Please say how many lines in the records below contain the word "this", giving only the number.

Data extracted from a collection:
--------------------------------
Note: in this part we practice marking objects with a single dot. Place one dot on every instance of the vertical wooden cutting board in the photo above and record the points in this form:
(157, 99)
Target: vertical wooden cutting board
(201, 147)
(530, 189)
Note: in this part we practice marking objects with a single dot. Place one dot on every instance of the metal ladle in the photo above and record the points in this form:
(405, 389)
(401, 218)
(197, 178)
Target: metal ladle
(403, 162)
--------------------------------
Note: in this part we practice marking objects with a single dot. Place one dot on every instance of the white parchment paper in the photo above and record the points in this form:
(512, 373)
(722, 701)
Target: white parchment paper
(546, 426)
--------------------------------
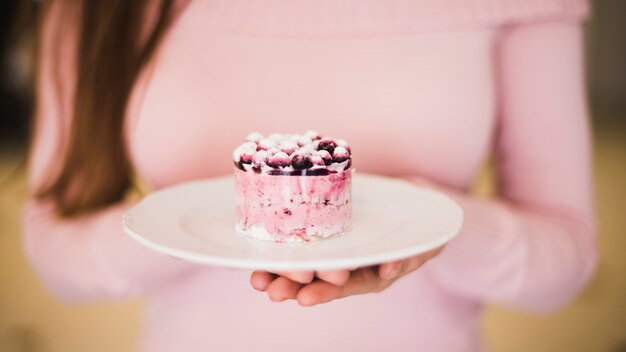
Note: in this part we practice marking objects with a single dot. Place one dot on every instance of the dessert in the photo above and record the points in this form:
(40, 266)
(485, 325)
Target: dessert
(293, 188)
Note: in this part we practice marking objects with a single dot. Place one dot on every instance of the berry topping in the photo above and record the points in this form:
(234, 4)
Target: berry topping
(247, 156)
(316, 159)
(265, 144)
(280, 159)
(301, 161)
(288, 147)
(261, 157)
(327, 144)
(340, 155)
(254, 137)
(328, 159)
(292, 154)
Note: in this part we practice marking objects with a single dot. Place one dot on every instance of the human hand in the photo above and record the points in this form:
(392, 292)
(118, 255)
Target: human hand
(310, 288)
--------------------------------
Task response: 6